Stored data entries
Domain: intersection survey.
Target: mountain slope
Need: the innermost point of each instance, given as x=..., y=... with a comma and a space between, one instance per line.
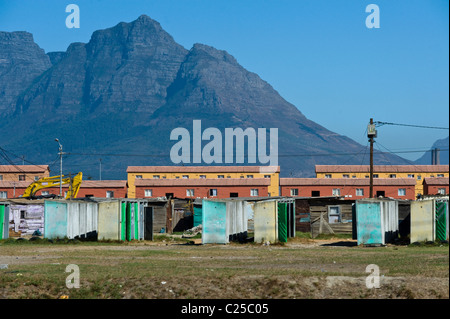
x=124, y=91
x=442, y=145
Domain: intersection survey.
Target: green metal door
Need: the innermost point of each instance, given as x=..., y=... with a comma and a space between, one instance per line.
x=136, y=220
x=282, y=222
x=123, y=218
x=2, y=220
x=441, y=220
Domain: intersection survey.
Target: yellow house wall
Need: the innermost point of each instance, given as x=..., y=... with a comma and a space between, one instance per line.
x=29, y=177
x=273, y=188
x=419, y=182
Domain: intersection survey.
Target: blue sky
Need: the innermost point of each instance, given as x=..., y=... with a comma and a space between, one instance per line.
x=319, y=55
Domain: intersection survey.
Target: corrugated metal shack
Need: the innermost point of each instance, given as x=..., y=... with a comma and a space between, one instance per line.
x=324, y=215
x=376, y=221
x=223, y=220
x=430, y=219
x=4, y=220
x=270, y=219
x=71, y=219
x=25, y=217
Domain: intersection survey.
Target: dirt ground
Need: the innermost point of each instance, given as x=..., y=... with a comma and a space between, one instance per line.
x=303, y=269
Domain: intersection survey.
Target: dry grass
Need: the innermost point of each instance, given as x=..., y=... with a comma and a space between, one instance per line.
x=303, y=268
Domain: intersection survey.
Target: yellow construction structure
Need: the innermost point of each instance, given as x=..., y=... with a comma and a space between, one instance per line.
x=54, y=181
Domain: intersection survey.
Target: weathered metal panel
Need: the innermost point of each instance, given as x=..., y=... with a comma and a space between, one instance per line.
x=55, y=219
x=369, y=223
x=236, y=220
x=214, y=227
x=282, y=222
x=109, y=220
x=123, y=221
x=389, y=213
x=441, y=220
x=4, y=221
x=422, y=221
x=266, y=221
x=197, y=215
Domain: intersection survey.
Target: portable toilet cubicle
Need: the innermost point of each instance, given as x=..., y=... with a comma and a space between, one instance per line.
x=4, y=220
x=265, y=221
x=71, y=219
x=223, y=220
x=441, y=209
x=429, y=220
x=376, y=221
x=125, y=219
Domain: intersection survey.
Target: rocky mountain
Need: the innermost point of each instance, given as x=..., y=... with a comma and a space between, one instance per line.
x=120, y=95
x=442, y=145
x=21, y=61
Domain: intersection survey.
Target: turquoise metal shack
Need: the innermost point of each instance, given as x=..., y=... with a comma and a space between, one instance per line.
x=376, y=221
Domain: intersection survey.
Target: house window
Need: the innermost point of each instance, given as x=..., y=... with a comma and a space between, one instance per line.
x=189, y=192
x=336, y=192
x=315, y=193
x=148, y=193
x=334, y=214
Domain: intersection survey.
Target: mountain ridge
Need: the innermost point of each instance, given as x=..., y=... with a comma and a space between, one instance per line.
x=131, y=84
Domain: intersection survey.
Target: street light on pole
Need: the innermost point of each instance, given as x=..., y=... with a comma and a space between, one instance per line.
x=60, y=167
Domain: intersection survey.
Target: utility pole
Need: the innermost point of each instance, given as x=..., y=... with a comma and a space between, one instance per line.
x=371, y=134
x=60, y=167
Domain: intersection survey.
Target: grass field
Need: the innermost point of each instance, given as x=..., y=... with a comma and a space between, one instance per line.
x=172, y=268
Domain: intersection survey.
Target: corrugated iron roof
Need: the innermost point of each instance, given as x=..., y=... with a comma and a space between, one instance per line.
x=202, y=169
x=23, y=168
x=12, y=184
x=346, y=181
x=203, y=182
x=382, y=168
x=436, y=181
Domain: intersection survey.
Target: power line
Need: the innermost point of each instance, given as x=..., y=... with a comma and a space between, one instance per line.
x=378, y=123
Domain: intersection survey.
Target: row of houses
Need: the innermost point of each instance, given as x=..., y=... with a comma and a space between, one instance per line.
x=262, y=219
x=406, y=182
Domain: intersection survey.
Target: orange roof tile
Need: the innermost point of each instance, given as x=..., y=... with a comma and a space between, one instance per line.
* * *
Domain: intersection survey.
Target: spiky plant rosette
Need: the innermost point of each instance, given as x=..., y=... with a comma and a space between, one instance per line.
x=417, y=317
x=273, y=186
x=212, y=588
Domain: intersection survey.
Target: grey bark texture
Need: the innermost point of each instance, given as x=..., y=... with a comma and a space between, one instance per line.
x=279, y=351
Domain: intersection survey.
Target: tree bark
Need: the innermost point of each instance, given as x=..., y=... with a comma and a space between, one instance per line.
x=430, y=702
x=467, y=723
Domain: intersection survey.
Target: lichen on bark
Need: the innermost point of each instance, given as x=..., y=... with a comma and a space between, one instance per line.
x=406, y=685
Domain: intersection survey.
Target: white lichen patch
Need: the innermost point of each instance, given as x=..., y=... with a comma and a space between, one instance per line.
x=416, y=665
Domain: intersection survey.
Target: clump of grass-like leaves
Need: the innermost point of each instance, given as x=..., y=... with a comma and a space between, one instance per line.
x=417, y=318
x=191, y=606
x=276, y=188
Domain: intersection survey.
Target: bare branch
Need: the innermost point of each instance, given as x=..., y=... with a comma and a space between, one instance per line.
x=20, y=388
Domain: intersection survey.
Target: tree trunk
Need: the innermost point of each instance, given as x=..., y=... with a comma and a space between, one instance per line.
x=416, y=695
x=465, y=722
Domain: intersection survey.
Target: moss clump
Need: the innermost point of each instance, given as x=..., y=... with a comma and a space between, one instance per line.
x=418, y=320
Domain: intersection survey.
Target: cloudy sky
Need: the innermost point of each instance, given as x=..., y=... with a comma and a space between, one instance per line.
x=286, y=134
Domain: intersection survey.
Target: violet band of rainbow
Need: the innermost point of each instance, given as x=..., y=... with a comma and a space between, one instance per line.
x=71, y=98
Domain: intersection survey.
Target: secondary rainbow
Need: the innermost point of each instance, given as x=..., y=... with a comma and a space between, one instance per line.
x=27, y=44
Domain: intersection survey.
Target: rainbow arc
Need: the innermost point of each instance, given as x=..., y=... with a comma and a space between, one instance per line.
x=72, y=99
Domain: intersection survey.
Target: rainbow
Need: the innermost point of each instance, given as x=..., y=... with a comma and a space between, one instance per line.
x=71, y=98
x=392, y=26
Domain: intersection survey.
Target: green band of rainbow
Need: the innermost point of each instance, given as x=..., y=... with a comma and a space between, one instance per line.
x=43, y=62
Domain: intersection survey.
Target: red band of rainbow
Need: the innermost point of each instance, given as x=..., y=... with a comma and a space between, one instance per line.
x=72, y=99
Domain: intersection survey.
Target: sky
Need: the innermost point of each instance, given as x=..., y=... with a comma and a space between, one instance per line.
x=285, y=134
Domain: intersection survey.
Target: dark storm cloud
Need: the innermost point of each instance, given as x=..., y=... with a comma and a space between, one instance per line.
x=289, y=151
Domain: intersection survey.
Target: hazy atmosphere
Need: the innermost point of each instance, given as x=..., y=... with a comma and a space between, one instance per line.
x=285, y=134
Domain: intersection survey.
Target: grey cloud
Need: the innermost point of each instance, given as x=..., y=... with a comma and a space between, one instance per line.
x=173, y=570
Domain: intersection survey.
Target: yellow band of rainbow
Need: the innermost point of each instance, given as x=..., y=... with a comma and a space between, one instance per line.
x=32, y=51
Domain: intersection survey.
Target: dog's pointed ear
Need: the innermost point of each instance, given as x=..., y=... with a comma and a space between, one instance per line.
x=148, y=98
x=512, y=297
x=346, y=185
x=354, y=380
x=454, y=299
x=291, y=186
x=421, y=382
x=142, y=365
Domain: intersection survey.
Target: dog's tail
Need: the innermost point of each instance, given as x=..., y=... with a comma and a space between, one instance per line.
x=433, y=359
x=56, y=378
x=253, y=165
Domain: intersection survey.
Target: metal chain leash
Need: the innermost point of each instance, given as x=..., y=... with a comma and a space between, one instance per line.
...
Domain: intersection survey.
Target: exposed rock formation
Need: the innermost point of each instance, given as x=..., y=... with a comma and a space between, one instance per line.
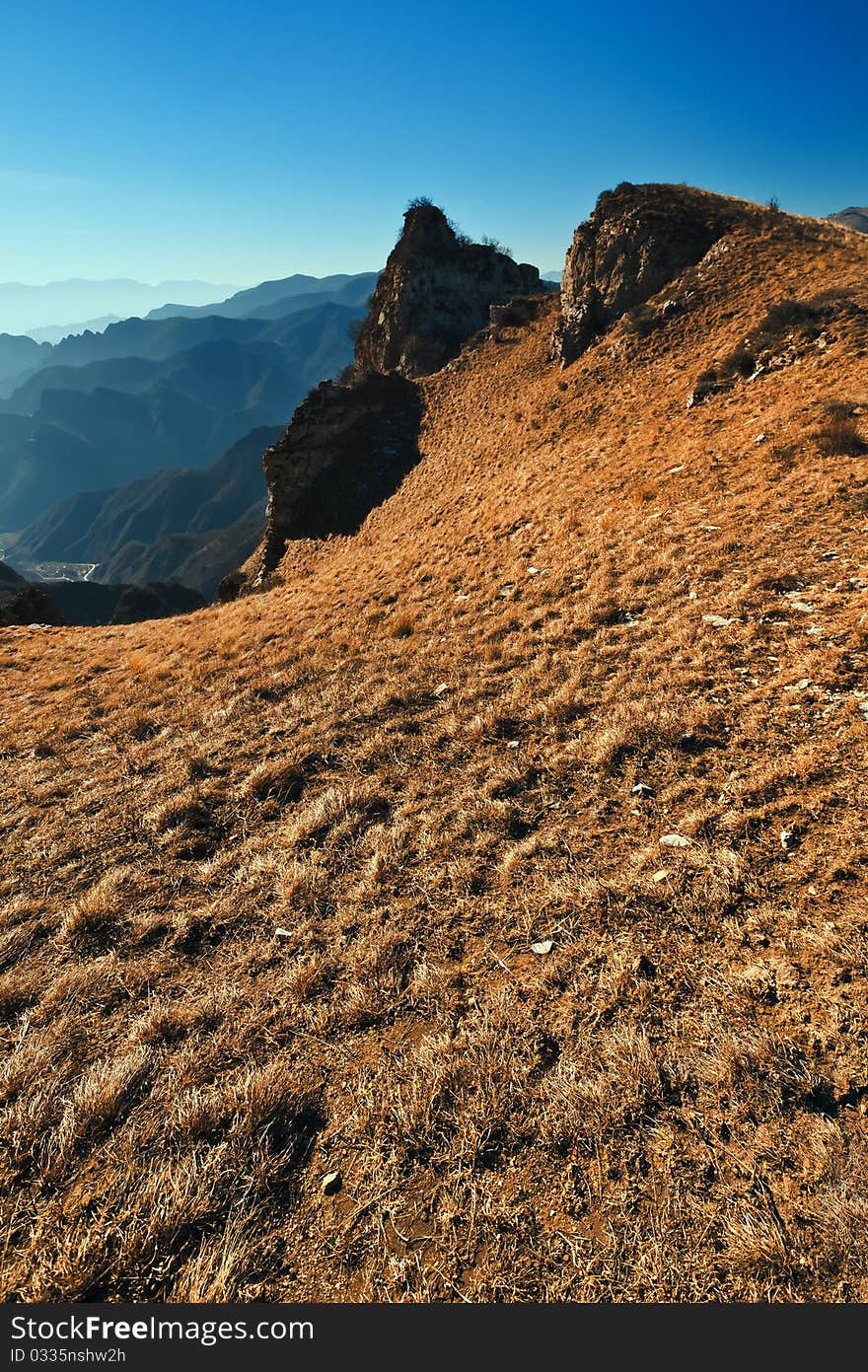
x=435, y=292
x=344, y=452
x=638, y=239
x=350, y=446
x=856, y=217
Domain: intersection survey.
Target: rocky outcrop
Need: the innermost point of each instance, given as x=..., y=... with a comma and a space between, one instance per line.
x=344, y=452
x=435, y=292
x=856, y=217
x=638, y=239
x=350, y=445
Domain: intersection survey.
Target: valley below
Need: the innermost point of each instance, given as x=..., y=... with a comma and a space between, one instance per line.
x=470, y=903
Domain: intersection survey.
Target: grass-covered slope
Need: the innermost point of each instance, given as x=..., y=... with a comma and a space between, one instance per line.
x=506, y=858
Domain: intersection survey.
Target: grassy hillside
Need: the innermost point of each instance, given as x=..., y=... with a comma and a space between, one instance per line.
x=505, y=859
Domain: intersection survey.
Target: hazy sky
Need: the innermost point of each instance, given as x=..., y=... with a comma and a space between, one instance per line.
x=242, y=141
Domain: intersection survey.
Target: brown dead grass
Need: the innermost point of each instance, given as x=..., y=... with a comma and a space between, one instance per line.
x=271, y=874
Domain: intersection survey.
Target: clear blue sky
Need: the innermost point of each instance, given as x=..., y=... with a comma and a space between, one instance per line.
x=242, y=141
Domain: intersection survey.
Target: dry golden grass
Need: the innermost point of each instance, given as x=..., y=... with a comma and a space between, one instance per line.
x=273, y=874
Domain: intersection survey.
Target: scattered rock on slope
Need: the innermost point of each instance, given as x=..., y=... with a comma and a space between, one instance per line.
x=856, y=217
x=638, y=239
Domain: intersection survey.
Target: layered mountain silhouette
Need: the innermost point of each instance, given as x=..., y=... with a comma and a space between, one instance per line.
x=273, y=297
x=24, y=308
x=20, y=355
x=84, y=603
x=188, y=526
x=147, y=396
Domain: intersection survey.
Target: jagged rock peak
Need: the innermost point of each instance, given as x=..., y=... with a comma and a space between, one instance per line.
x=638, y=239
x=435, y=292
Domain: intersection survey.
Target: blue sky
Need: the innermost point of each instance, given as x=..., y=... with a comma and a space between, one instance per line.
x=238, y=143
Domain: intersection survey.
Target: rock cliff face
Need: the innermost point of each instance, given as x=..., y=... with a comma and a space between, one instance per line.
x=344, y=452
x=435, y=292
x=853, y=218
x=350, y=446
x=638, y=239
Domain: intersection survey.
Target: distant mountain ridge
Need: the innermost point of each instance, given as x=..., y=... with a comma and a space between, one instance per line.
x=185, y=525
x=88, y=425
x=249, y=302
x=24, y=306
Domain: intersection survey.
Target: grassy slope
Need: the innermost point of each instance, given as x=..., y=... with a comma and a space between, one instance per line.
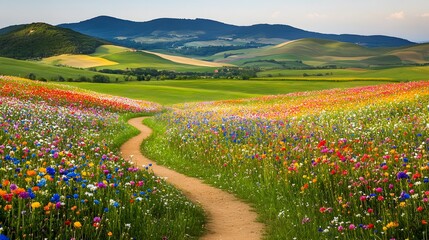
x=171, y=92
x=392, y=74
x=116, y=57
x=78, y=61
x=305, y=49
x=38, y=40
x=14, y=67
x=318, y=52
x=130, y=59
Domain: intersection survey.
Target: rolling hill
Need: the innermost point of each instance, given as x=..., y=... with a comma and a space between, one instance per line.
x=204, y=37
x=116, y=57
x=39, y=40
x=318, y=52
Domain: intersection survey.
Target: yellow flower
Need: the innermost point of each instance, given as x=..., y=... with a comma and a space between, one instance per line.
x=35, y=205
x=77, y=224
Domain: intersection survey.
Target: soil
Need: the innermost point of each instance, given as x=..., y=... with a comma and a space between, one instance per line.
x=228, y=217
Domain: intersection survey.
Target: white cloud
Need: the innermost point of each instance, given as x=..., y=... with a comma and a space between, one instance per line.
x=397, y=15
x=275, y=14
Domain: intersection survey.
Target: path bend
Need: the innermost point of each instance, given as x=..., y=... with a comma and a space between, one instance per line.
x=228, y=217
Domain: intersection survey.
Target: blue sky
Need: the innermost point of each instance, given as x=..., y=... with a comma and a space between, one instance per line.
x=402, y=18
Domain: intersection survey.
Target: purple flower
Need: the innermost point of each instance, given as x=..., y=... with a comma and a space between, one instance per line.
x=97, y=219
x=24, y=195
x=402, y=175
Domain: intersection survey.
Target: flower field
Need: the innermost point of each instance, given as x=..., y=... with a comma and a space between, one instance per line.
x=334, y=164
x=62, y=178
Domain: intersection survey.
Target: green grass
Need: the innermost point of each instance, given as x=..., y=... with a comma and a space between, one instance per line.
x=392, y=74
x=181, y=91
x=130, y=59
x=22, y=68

■ Task goal: All lines above holding the word "flower" make up the answer; copy each one.

■ Solved exercise:
Target: yellow flower
Target: purple flower
Target: flower field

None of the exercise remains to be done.